§ Exercise:
Extract each line of the data below that contains the string "player", treating uppercase and lowercase as different.

§ Extracted information:

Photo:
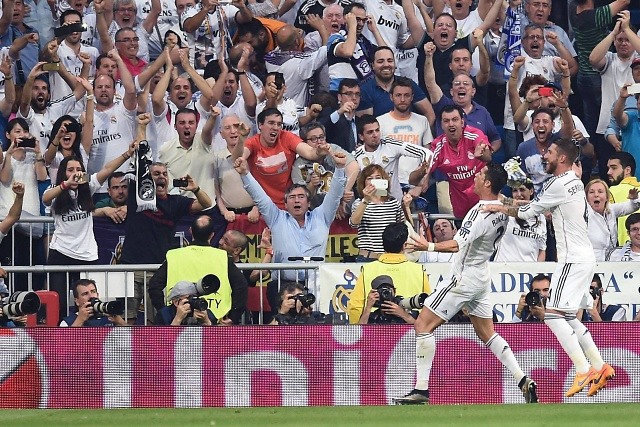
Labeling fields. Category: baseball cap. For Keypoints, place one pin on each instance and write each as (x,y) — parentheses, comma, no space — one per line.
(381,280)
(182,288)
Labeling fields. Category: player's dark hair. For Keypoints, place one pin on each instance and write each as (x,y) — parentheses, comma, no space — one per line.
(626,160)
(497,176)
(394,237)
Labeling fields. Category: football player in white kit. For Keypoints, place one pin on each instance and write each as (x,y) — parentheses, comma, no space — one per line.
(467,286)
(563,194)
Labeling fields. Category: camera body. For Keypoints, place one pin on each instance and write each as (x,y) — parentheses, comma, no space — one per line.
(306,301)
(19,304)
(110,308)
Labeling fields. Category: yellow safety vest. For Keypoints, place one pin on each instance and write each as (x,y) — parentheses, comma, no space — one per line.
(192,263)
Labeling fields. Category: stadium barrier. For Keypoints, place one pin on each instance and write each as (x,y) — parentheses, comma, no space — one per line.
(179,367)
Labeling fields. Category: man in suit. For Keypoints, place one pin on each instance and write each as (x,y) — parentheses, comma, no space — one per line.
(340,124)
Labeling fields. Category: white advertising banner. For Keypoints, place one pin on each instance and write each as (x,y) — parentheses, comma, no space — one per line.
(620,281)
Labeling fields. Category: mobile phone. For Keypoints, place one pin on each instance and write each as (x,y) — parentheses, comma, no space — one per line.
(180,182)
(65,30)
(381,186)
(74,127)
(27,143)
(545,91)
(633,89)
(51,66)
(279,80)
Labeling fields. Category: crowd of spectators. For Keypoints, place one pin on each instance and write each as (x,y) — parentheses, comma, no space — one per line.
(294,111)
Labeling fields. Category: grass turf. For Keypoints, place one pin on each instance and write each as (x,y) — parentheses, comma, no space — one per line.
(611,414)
---
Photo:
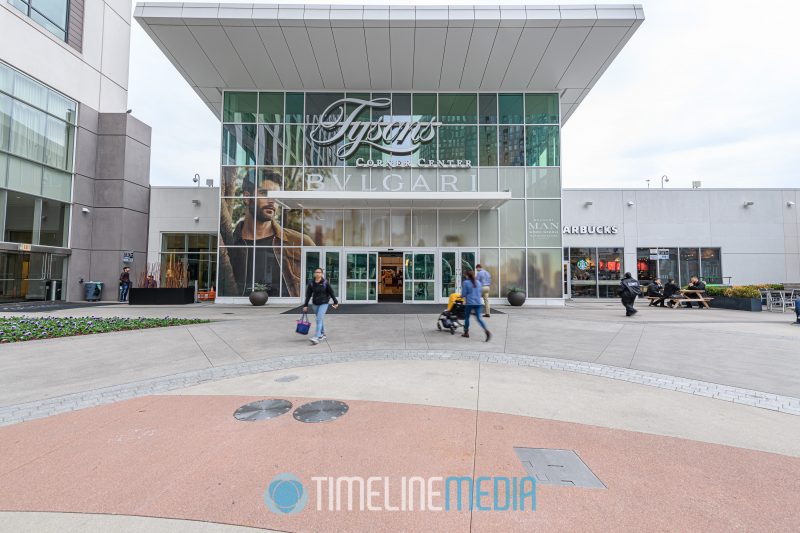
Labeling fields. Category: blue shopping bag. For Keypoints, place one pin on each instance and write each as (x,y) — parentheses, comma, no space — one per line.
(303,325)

§ Response:
Labeling fields. Category: player's dark hair. For Keypoints, place one pin on each instance and write each as (x,y) — parentheses, comma, no space — one per line.
Labeling fields. Category: football player in white kit. For Keypoints, place one pin on each instance and write each as (x,y) — parentheses, comma, no space — one per line.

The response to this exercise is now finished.